== Opdrachttekst
Resolutie 605 Veiligheidsraad Verenigde Naties

resolutie van de Veiligheidsraad van de Verenigde Naties

Resolutie 605 van de Veiligheidsraad van de Verenigde Naties werd op 22 december 1987 aangenomen door veertien leden van de Veiligheidsraad. Eén lid, de Verenigde Staten, onthield zich. De resolutie riep Israël opnieuw op om de Geneefse Conventie betreffende de bescherming van burgers in oorlogstijd te respecteren in de Arabische gebieden die het sinds 1967 bezet hield.

Resolutie 605
Van de Veiligheidsraad van de Verenigde Naties
Datum 22 december 1987
Nr. vergadering 2777
Code S/RES/605
Stemming
voor
14
onth.
1
tegen
0
Onderwerp Bezetting van de Westelijke Jordaanoever
Beslissing Oproep aan Israël om de Vierde Geneefse Conventie te respecteren in de bezette gebieden.
Samenstelling VN-Veiligheidsraad in 1987
Permanente leden
Niet-permanente leden
Kaart van Israël met de bezette gebieden.
====
• _Opdracht 1_
Geef uit de tekst over resolutie 605 het stuk letterlijk opnieuw weer dat begint met "Resolutie 605 Veiligheidsraad" en doorloopt tot en met "1967 bezet hield.".
• _Opdracht 2_
Zet de tekst over resolutie 605 voort na de laatste zin die er staat.
== Gegevens
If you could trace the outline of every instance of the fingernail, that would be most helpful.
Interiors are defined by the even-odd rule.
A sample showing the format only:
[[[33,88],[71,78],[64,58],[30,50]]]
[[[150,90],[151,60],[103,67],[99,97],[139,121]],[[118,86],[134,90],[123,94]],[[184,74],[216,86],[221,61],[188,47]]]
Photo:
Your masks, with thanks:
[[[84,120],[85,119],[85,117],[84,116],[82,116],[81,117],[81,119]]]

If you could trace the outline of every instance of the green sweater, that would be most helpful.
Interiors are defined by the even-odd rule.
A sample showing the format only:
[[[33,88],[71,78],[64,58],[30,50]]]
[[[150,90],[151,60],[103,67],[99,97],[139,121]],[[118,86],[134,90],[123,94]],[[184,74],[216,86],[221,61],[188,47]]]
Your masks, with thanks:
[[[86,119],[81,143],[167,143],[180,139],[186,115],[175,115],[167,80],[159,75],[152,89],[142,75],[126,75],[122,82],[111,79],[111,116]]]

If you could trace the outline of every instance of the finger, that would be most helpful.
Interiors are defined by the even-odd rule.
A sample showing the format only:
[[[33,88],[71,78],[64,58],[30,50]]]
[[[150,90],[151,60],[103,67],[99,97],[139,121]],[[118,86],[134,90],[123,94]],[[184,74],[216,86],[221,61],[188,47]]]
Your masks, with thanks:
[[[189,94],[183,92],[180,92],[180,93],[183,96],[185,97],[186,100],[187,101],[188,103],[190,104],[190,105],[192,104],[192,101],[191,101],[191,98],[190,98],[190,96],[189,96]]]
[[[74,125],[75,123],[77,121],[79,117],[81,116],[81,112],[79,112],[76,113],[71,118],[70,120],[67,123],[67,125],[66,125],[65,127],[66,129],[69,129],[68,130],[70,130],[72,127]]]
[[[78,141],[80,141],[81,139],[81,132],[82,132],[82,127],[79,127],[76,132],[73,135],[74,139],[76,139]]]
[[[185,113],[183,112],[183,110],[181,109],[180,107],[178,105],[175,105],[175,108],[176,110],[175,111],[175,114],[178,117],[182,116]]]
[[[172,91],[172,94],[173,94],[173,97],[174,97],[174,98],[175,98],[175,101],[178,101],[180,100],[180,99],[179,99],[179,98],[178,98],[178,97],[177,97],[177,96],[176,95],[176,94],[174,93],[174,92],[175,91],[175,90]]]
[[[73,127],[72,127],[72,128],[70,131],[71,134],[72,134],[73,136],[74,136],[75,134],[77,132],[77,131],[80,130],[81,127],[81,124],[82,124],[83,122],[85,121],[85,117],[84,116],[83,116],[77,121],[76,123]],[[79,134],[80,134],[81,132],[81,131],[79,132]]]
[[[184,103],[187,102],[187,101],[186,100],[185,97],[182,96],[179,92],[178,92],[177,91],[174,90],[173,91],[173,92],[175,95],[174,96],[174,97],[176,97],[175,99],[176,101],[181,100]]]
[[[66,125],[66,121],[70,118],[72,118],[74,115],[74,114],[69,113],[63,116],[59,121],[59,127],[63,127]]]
====
• _Eindantwoord 1_
Resolutie 605 Veiligheidsraad Verenigde Naties

resolutie van de Veiligheidsraad van de Verenigde Naties

Resolutie 605 van de Veiligheidsraad van de Verenigde Naties werd op 22 december 1987 aangenomen door veertien leden van de Veiligheidsraad. Eén lid, de Verenigde Staten, onthield zich. De resolutie riep Israël opnieuw op om de Geneefse Conventie betreffende de bescherming van burgers in oorlogstijd te respecteren in de Arabische gebieden die het sinds 1967 bezet hield.

• _Eindantwoord 2_
Achtergrond bewerken

  Zie Door Israël bezette gebieden voor het hoofdartikel over dit onderwerp.

In 1967 vocht Israël de Zesdaagse Oorlog uit tegen Egypte, Syrië en Jordanië. Tijdens die oorlog bezette Israël grondgebied van de drie tegenstanders: de Golanhoogten in Syrië, de Westelijke Jordaanoever die in 1948 door Jordanië was geannexeerd en in 1947 door de VN werd beschouwd als grondgebied van een te vormen Arabische staat, Oost-Jeruzalem met onder meer de Oude Stad die eveneens door Jordanië was geannexeerd en door de VN bestempeld als internationaal gebied) en ten slotte de Gazastrook en het Sinai-schiereiland van Egypte. Vervolgens verschenen de Israëlische nederzettingen in de bezette gebieden, waaraan de Palestijnen steeds meer grondgebied verloren. Sindsdien werd alleen de Sinaï − na vredesoverleg met Egypte − in 1982 teruggegeven. De Joodse nederzettingen aldaar werden ontruimd.

Inhoud bewerken

De Veiligheidsraad:

  • Heeft de brief van Jemens vertegenwoordiger in de hoedanigheid van voorzitter van de Arabische Groep VN-lidstaten in beraad genomen.
  • Denkt aan de rechten van alle volkeren die zijn erkend in het Handvest van de Verenigde Naties en de Universele verklaring van de rechten van de mens.
  • Herinnert aan de resoluties over de door Israël bezette gebieden, waaronder resolutie 446, 465, 497 en 592.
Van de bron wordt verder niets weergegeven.